Coordinate annotation entries
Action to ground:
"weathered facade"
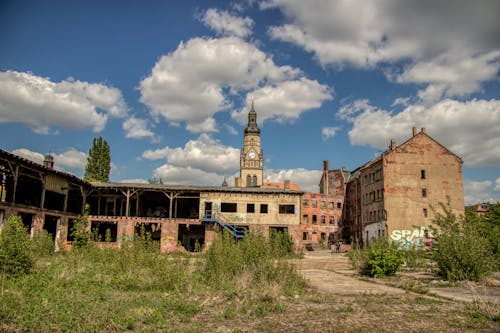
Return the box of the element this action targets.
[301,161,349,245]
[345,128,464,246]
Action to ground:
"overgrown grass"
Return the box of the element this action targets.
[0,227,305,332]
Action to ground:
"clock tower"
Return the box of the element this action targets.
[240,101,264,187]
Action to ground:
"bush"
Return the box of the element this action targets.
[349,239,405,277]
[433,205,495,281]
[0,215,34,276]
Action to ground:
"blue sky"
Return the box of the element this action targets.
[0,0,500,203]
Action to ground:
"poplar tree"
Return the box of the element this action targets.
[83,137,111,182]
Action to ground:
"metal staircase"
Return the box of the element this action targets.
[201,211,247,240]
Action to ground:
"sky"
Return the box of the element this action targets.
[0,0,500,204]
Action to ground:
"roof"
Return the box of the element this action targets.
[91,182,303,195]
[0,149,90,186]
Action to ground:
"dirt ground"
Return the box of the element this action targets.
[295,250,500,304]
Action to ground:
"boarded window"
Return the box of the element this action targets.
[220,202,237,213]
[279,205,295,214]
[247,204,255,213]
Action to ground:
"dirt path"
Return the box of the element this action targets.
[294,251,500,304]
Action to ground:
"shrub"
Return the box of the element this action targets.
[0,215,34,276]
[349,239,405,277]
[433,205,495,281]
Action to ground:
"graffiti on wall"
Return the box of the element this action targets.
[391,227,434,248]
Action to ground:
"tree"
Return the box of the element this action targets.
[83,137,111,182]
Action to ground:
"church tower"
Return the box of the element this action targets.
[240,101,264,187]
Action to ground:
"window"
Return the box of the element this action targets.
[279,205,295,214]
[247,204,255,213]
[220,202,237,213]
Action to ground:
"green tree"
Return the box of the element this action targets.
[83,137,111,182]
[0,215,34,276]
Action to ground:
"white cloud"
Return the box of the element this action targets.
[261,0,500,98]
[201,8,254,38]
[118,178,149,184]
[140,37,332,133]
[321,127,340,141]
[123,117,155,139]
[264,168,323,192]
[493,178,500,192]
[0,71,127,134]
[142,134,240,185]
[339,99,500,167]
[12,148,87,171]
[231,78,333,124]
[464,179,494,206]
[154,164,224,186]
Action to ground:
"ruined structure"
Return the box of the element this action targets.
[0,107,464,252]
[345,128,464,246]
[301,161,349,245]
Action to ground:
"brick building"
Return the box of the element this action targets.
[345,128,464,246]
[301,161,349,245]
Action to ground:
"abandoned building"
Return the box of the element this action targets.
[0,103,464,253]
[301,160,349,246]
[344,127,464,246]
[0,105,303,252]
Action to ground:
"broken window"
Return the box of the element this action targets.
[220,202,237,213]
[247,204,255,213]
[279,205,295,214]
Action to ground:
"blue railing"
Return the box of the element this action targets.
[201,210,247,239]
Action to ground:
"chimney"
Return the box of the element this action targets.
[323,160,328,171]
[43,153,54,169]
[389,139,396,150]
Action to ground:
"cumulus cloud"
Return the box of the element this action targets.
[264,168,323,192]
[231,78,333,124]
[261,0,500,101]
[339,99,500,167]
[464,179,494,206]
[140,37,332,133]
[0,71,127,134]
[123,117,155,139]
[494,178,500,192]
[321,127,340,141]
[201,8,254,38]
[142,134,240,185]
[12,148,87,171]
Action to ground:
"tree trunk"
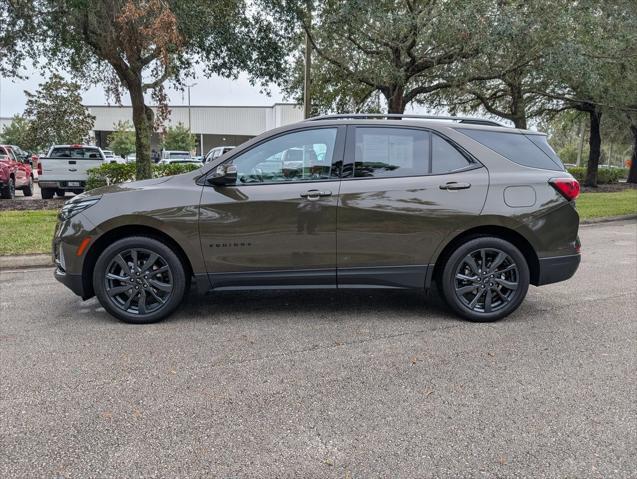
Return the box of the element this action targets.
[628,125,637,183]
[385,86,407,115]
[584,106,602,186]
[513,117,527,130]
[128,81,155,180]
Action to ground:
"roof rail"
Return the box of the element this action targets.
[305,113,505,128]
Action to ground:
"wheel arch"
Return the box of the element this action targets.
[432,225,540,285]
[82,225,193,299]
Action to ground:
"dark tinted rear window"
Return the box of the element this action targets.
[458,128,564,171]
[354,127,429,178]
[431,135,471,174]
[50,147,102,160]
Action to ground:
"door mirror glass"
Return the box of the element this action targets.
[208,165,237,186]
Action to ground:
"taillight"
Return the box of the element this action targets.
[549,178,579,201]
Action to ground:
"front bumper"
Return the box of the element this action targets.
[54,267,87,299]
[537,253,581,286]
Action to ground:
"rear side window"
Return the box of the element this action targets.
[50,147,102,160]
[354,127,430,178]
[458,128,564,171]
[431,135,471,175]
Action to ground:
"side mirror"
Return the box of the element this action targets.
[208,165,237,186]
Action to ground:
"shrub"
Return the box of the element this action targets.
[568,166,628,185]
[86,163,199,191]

(EXERCISE REQUIREMENTS)
Rewrite every item above, changing each "Action to ground" to "Phrase to locate" and leaving all else unchanged. Leave the pictures out.

(SOLUTION FOR THIS PROBLEM)
Phrase to locate:
"weathered facade"
Return the box of the element this action targets.
[301,161,349,245]
[345,128,464,246]
Phrase to locate:
"overgrown grass"
Return the box of the element this action targets.
[0,227,305,332]
Phrase to locate:
"clock tower"
Return the box of the element this action targets.
[240,101,264,187]
Phrase to locate:
"bush"
Return the box of the element this action targets.
[349,239,405,277]
[433,205,495,281]
[0,215,34,276]
Phrase to locate:
"blue sky"
Return the box of the element this action targets.
[0,0,500,203]
Phrase to locate:
"poplar tree"
Return the box of the element this action targets.
[83,137,111,182]
Phrase to locate:
"metal staircase"
Return the box of the element this action targets.
[201,211,247,240]
Phrase to locate:
"sky"
Return the box of the element this action targets.
[0,0,500,204]
Phrase to locate:
"roof"
Return the box of the element this action targets.
[91,182,303,195]
[0,149,90,186]
Phrase to locate:
"dirt ground"
Return the box of the element this action targets.
[295,250,500,304]
Phrase to locate:
"boarded window"
Return the box of the element this action targets.
[220,202,237,213]
[279,205,295,214]
[247,204,255,213]
Phrase to locate:
"dirt path"
Return the box of the element this action targets.
[294,251,500,304]
Phrase to locate:
"shrub"
Return the box of the element this action targets.
[0,215,34,276]
[349,239,405,277]
[433,205,495,281]
Phrase to locate:
"graffiti on wall"
Return the box of the element this action targets.
[391,227,434,248]
Phrase to locate:
"tree"
Return the box of the element this action targets.
[83,137,111,182]
Phrase to locate:
"church tower"
Return the box of the element this action targets.
[240,101,264,187]
Phrase to locate:
"window"
Return the box of the element this action targets.
[279,205,295,214]
[247,204,255,213]
[220,202,237,213]
Phrase to locate:
"green tree"
Return the box of the element this action targets.
[83,137,111,182]
[0,215,34,276]
Phrase to locate:
"white cloud"
Return the box of the element this action targets.
[261,0,500,98]
[201,8,254,38]
[118,178,149,184]
[140,37,332,133]
[321,127,340,141]
[123,117,155,139]
[264,168,323,192]
[493,178,500,192]
[0,71,127,134]
[142,134,240,185]
[339,99,500,167]
[12,148,87,171]
[231,78,333,124]
[464,179,494,206]
[154,164,224,186]
Phrase to locate:
"ruined structure"
Return the box of the element this action targets.
[0,107,464,252]
[345,128,464,246]
[301,161,349,245]
Phrase to locate:
"brick building"
Return the box of the element this action targets.
[345,128,464,246]
[301,161,349,245]
Phrase to locate:
"abandoned building"
Return the box of the element this action targets.
[0,103,464,253]
[301,160,349,246]
[344,127,464,246]
[0,105,303,252]
Phrase to locate:
"broken window"
Return the box of the element this action targets.
[220,202,237,213]
[247,204,255,213]
[279,205,295,214]
Phrase to locate:
"blue railing"
Return the box of the element this action targets.
[201,210,247,239]
Phrase to locate:
"chimney"
Return the box of the element this action targets.
[323,160,328,171]
[43,153,54,169]
[389,139,396,150]
Phrase to locate:
"cumulus cloud"
Return the box of the element this action targets.
[264,168,323,192]
[231,78,333,124]
[261,0,500,101]
[339,99,500,167]
[464,179,494,206]
[140,37,332,133]
[0,71,127,134]
[123,117,155,139]
[494,178,500,192]
[321,127,340,141]
[201,8,254,38]
[142,134,240,185]
[12,148,87,171]
Phrase to locate:
"tree trunk"
Return the box of the element this action targets.
[628,125,637,183]
[385,86,407,115]
[584,106,602,186]
[513,117,527,130]
[128,81,155,180]
Phrase to locate:
"roof rail"
Return the box of the element this action targets.
[305,113,505,128]
Phrase to locate:
"wheel arch"
Return the box of the element this action targets.
[432,225,540,285]
[82,225,193,299]
Phrase to locate:
"dark tinted rear window"
Return the box of the element this action targets.
[458,128,564,171]
[354,127,429,178]
[431,135,471,174]
[50,147,102,160]
Phrase to locate:
"door mirror glass"
Return the box of the element this action targets.
[208,165,237,186]
Phrase to locate:
"taillight"
Return the box of the element this action targets.
[549,178,579,201]
Phrase to locate:
"front bumper"
Return the box of the element this action targets.
[54,267,87,299]
[537,253,581,286]
Phrase to locate:
"rear side window"
Return the box of the element this action targets.
[50,147,102,160]
[354,127,430,178]
[458,128,564,171]
[431,135,471,175]
Phrase to locate:
"side mirror"
Return the box of the element this action targets.
[208,165,237,186]
Phrase to locate:
"shrub"
Return the box of the element this action targets.
[568,166,628,185]
[86,163,199,191]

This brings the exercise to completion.